- _Written task_: Reproduce, without any change, the lines below from the line containing "the laptop keyboard." through the line containing "[(831, 578), (47, 303)]", including both of those lines.

++++++++

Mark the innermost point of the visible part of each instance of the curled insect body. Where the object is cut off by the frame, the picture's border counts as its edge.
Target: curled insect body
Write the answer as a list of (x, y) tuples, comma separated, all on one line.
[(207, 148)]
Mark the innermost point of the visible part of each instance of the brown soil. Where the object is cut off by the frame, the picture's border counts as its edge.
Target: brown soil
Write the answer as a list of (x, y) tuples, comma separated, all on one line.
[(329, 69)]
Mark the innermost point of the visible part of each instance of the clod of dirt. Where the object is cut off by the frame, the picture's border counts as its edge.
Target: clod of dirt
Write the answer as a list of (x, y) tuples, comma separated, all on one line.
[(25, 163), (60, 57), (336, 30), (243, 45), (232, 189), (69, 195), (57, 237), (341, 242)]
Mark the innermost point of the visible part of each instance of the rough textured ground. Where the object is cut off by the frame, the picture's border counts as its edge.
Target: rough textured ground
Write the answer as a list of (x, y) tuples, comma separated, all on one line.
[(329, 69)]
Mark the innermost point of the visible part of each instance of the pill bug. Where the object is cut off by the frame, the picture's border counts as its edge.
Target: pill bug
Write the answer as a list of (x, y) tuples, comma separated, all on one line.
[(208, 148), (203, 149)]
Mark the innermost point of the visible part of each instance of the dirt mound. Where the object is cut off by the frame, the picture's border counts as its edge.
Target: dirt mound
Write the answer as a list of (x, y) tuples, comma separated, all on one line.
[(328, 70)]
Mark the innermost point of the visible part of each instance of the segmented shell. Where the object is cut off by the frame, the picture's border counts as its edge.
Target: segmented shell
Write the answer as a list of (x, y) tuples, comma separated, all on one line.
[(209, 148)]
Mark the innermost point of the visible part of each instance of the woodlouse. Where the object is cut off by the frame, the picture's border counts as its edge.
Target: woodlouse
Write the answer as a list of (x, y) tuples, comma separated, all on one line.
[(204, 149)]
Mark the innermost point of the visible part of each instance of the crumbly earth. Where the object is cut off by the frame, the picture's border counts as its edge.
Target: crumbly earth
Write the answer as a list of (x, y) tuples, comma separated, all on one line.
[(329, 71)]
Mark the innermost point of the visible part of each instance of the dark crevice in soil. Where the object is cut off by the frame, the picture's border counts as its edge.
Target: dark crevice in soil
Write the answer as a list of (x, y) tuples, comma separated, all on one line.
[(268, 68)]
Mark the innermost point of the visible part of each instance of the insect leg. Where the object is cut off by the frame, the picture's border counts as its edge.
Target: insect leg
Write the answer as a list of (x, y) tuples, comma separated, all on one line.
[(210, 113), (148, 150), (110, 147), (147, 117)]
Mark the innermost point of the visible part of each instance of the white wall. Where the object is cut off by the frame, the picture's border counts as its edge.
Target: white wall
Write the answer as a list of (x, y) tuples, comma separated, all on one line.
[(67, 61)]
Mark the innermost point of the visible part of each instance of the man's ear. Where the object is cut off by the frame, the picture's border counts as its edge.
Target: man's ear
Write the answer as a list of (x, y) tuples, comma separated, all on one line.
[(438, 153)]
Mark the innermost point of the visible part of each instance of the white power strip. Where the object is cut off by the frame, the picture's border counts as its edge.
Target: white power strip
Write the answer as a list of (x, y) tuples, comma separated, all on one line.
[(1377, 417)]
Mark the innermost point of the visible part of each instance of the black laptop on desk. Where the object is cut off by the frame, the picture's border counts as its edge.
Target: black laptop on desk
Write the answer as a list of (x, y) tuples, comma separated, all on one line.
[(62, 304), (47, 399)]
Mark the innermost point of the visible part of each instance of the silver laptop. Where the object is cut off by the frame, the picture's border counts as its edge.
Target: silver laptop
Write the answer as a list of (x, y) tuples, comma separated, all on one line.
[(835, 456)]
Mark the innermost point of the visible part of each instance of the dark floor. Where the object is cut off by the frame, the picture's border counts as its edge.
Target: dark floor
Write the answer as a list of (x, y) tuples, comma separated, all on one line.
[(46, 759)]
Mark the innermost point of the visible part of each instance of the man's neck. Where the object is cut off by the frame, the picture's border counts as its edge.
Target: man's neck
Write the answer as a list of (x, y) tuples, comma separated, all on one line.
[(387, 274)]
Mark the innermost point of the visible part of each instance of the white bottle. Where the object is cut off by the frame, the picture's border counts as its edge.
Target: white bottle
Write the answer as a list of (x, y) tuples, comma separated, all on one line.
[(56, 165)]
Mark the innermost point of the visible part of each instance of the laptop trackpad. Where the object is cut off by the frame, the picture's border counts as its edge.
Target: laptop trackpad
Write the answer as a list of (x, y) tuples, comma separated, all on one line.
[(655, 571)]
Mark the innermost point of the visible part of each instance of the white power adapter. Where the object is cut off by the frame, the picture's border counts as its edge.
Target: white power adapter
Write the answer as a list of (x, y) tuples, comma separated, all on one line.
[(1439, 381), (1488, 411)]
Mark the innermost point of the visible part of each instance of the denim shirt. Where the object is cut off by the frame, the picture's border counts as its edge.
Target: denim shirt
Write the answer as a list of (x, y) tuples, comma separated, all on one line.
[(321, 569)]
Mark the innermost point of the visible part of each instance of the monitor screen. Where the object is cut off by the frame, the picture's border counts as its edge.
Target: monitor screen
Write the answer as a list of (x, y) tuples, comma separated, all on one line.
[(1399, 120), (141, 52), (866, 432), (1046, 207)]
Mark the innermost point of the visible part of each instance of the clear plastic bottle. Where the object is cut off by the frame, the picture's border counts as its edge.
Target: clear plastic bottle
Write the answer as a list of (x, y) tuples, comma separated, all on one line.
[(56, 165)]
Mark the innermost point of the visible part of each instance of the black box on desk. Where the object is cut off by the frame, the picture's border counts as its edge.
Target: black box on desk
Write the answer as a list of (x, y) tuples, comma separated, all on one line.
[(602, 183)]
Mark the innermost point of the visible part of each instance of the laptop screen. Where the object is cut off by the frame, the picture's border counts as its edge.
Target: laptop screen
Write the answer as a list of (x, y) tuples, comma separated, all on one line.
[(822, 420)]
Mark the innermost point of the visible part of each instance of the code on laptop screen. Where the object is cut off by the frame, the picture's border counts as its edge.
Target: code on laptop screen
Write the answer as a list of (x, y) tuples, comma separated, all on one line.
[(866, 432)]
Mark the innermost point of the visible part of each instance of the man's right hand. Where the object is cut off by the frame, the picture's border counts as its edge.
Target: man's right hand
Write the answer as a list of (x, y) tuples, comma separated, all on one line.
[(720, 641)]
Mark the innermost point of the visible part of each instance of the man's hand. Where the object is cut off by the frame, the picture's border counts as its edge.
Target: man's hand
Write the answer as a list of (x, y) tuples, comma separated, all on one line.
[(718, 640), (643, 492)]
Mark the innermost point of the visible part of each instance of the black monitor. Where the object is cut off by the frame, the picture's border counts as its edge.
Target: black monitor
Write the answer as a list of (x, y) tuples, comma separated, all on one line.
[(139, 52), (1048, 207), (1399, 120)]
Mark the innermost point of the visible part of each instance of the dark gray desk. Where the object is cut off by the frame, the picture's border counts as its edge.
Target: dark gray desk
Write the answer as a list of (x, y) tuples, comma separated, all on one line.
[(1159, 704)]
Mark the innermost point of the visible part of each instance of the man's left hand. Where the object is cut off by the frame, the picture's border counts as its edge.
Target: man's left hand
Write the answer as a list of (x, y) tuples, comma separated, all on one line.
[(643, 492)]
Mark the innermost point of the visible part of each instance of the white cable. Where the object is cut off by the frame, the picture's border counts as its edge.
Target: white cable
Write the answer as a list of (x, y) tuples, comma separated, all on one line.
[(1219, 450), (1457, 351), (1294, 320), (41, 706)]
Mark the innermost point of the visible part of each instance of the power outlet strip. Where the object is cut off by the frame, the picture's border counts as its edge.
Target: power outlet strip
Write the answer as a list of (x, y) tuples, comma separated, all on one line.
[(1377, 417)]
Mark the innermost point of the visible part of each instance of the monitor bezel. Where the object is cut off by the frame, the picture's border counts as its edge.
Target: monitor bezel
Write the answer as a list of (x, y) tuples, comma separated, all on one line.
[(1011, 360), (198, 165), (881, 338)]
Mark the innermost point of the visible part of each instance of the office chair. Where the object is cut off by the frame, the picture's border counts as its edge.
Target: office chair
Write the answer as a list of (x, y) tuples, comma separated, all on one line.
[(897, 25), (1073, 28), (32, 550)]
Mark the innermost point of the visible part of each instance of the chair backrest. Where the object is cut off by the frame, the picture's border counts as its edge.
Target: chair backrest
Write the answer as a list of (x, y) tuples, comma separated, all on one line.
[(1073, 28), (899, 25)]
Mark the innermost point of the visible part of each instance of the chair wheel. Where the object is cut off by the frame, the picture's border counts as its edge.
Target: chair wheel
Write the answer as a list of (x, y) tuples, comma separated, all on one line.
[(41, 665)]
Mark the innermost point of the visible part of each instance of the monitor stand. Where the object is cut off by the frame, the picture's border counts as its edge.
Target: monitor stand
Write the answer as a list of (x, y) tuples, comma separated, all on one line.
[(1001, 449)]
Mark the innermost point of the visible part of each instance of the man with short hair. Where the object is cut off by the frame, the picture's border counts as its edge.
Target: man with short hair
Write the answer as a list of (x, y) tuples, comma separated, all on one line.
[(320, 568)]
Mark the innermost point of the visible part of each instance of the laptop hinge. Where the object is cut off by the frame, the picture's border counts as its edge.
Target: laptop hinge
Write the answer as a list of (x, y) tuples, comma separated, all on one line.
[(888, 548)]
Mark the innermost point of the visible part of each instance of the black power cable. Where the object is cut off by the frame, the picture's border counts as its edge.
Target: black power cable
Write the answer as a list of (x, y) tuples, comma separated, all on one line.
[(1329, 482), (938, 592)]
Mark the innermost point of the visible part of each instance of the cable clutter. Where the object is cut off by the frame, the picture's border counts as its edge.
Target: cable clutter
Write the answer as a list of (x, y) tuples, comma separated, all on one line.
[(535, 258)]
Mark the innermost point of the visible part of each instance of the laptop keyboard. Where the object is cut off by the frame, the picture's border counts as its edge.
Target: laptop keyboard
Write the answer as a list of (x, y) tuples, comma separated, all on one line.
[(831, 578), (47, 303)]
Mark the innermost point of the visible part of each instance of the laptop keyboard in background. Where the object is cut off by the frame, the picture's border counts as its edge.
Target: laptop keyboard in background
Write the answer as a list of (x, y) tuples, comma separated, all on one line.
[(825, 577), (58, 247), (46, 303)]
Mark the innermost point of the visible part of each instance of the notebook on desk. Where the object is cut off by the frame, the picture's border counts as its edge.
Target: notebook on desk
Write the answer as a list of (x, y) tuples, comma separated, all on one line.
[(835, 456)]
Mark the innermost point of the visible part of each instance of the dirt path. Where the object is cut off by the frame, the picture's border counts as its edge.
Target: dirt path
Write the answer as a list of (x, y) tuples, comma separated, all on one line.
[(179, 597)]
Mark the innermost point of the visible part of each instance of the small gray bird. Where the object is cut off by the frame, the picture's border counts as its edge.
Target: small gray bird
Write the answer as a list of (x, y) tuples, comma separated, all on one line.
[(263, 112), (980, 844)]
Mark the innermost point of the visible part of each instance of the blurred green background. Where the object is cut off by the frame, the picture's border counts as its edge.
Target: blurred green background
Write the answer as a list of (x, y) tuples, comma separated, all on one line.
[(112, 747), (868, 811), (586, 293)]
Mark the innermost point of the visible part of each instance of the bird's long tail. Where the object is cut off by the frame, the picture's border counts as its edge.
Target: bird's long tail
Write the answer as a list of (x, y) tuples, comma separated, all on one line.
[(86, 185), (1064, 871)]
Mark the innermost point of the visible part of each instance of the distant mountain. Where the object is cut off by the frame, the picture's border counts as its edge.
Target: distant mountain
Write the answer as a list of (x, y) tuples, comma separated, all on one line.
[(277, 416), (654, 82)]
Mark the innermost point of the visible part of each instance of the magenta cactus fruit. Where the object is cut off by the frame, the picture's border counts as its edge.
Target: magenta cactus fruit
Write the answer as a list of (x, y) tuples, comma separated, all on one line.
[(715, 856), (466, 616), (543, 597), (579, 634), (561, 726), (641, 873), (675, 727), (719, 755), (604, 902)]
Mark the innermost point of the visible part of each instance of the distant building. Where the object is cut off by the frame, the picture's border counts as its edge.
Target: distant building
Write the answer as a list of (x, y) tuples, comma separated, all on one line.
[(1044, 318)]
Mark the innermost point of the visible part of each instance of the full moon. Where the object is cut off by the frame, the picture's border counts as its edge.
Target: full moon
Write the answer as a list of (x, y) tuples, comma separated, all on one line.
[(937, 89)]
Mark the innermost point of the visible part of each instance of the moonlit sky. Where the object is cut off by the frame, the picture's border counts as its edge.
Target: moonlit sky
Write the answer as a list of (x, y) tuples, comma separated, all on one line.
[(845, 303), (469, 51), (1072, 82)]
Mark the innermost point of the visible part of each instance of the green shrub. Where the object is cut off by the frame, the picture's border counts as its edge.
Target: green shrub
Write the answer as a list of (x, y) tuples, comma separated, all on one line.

++++++++

- _Result for this exercise_:
Mark the innermost point of the visible part of each instance of the laptop keyboard. Where the object is cut off by the frame, the picture's border counts as its edge.
Target: laptop keyboard
Write the answer as a list of (x, y) tuples, comma separated, all on one line.
[(831, 578), (47, 303)]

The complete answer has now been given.